::: Fragment :::
Wakacje w Polsce z maluchem – Mazury

W to lato zdecydowaliśmy się spędzić dłuższe wakacje w Polsce. 3 tygodnie wrażeń – ostatni raz tak długo przebywałam poza Poznaniem w pierwszych latach mojego pobytu w stolicy Wielkopolski. Trochę się w duszy obawiałam jak na tak długi okres poza domem zareaguje Anastazja. W końcu to 3 tygodnie bez rutyny (trochę kulejącej, ale jednak rutyny), bez znajomego otoczenia, zabawek, zapachów. 3 tygodnie w zupełnie innym środowisku. A okazuje się, że trudniejszy dla nas był powrót po tych 3 tygodniach, które postawiły wysoko poprzeczkę naszym oczekiwaniom na kolejne dni. O tych powrotach z wakacji chyba też kiedyś napisze. A dziś kilka słów o naszym krótkim pobycie na Mazurach.


Wakacje w Polsce – Mazury


Mazury to jedno z tych miejsc, które wspominam z wielkim sentymentem – to tam rok rocznie jeździliśmy z rodzicami na majówkę. Byłam też tam już jako nastolatka na obozie żeglarskim (dorobiłam się też patentu, ale po tylu latach niepływania jest tylko nic nie znaczącym dokumentem… a szkoda!)


Patryk za to nigdy Mazur nie odwiedził, więc gdy pojawił się pomysł pojechania na kilka dni właśnie tam, stwierdziliśmy, że to jest idealna propozycja na rodzinne wakacje w Polsce. Lubimy odpoczywać aktywnie, więc na każdych wakacjach przede wszystkim zwiedzamy. Nie zmieniło się to też wraz z pojawieniem się Anastazji, więc harmonogram mieliśmy dość napięty. Może kiedyś skorzystacie z naszych propozycji całodniowych objazdów po Mazurach – wydaje mi się, że wybraliśmy ciekawe i różnorodne trasy i atrakcje.
:::
**Ćwiczenie**
Jak długo według fragmentu trwały wakacje w Polsce?
::: Wiersze danych :::
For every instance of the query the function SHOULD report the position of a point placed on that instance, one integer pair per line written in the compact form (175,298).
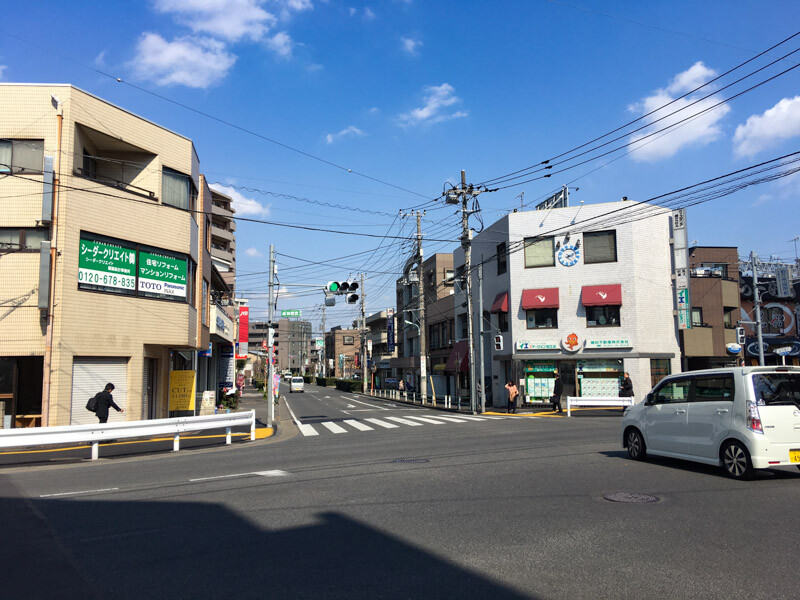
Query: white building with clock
(583,290)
:::
**Rozwiązanie ćwiczenia**
Trzy tygodnie.